## Exercise
List every line in the data below that contains the string "foot".
## begin
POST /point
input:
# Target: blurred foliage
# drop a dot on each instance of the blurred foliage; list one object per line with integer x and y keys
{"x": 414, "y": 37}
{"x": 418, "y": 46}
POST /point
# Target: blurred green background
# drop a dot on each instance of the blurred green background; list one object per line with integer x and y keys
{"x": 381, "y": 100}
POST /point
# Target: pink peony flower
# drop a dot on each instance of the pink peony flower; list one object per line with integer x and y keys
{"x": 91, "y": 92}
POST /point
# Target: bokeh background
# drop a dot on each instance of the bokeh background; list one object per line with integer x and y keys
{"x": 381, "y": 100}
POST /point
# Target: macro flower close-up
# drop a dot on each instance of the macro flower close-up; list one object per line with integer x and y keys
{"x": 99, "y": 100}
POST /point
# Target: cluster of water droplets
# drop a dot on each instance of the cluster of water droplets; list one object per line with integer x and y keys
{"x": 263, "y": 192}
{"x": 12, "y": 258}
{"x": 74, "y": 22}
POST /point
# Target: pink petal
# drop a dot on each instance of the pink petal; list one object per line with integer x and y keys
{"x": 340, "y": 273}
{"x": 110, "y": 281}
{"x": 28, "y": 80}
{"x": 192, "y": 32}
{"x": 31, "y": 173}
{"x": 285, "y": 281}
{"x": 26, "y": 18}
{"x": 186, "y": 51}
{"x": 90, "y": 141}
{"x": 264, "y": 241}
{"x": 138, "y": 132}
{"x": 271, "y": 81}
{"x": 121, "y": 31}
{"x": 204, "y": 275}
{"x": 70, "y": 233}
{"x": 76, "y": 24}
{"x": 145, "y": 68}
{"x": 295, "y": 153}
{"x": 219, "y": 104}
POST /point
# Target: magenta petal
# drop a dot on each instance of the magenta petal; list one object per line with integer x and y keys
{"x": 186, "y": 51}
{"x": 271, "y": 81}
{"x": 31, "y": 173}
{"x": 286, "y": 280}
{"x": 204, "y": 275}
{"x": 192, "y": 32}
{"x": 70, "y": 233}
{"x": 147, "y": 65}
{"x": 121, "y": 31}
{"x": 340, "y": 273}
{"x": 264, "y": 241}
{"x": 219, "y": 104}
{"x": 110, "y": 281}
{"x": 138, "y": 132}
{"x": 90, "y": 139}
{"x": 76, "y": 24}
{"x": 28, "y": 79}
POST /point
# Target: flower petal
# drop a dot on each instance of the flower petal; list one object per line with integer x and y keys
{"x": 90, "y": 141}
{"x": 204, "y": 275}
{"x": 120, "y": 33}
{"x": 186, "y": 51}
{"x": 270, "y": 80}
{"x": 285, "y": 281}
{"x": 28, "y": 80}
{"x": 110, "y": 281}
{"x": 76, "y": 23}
## end
## begin
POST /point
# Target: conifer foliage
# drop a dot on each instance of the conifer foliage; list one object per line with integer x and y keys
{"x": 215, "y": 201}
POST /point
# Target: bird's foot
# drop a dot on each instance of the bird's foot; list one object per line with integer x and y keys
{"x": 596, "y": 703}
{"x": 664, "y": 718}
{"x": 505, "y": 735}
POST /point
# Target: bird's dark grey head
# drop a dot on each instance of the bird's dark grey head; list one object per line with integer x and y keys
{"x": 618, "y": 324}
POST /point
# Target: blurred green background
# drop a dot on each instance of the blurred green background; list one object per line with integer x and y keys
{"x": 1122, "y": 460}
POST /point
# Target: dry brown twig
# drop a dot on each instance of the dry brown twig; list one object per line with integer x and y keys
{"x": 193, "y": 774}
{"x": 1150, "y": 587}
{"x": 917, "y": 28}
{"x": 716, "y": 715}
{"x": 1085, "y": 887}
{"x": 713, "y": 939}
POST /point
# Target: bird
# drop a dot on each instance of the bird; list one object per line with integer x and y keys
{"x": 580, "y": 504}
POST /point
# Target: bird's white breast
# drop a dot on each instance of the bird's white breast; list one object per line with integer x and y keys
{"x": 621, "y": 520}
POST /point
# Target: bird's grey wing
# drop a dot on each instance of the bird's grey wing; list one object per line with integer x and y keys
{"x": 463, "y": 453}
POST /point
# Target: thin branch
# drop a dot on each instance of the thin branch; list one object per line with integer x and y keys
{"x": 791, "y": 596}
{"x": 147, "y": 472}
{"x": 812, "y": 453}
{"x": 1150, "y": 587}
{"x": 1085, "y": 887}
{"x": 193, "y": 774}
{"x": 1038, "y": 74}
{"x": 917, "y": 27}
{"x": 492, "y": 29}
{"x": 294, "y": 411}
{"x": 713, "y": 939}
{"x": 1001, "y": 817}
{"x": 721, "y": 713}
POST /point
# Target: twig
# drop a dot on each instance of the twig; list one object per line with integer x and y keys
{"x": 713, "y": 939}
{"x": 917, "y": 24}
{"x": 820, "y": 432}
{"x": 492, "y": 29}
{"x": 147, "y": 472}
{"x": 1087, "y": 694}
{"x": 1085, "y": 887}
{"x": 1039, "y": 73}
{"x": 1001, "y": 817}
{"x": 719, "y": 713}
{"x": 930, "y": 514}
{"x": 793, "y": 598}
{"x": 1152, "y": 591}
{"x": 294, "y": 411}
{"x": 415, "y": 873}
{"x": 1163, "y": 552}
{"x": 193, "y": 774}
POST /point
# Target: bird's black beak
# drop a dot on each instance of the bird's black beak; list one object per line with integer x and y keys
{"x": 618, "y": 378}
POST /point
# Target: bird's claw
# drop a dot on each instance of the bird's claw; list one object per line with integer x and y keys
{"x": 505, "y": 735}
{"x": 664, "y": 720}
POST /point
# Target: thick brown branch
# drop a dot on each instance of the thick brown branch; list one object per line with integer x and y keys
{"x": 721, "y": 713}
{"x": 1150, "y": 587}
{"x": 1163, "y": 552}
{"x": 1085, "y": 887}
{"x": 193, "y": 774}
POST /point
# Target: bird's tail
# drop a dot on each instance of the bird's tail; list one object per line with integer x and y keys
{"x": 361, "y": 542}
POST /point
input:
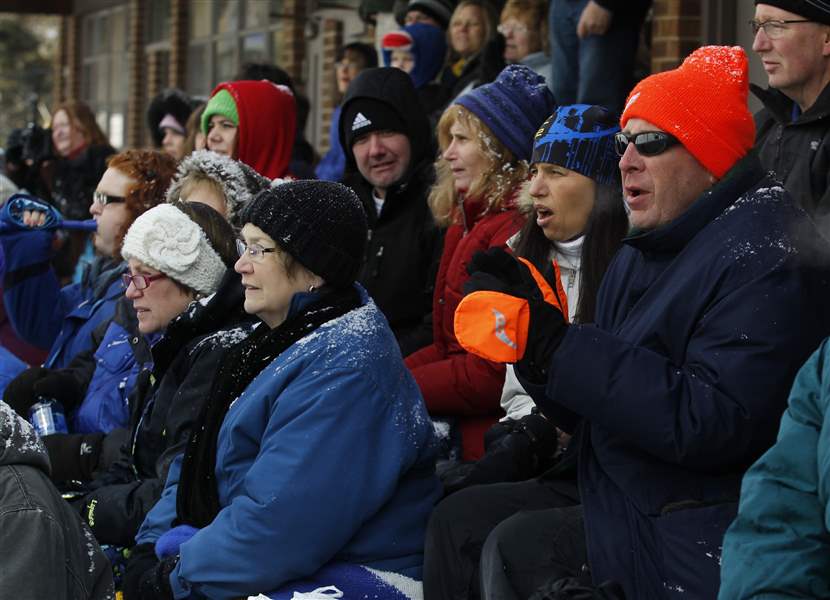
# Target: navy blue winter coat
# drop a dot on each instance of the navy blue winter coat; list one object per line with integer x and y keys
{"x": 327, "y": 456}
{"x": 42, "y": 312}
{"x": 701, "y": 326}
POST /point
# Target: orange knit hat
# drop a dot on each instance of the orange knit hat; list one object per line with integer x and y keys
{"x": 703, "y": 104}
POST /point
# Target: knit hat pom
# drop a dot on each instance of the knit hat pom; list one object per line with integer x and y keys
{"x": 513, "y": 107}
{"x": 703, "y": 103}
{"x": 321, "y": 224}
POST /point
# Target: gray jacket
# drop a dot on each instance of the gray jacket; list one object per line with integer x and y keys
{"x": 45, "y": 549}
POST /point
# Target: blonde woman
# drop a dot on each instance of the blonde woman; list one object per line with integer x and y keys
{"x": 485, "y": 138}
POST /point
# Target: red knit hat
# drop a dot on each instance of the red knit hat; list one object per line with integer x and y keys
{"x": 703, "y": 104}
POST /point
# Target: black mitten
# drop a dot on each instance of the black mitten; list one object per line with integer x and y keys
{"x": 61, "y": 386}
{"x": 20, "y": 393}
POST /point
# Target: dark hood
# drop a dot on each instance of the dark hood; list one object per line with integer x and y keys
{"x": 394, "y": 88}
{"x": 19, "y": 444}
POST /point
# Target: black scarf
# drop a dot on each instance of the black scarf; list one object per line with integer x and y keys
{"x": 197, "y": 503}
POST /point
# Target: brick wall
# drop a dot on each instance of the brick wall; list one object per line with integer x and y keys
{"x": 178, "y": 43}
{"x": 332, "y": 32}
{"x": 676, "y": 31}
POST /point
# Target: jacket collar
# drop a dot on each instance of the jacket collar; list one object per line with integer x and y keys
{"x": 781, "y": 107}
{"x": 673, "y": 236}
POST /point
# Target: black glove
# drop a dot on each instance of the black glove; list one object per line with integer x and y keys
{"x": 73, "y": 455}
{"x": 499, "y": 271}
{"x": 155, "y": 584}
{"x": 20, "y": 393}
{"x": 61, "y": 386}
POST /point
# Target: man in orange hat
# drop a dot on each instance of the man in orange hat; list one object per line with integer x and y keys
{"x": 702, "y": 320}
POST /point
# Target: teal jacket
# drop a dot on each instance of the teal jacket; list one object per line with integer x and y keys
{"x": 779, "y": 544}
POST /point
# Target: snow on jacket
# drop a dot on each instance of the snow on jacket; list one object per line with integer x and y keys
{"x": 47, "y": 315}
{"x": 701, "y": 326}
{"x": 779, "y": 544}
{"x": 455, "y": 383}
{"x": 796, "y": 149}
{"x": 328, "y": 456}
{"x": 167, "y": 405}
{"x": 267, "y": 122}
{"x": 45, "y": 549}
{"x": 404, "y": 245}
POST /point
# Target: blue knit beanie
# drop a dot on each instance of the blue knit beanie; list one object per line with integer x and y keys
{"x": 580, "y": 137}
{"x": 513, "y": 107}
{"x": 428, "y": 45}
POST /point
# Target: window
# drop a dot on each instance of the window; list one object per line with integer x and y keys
## end
## Task output
# Target: bird's foot
# drop a dot on each instance of the bird's foot; list one object per line with integer x and y keys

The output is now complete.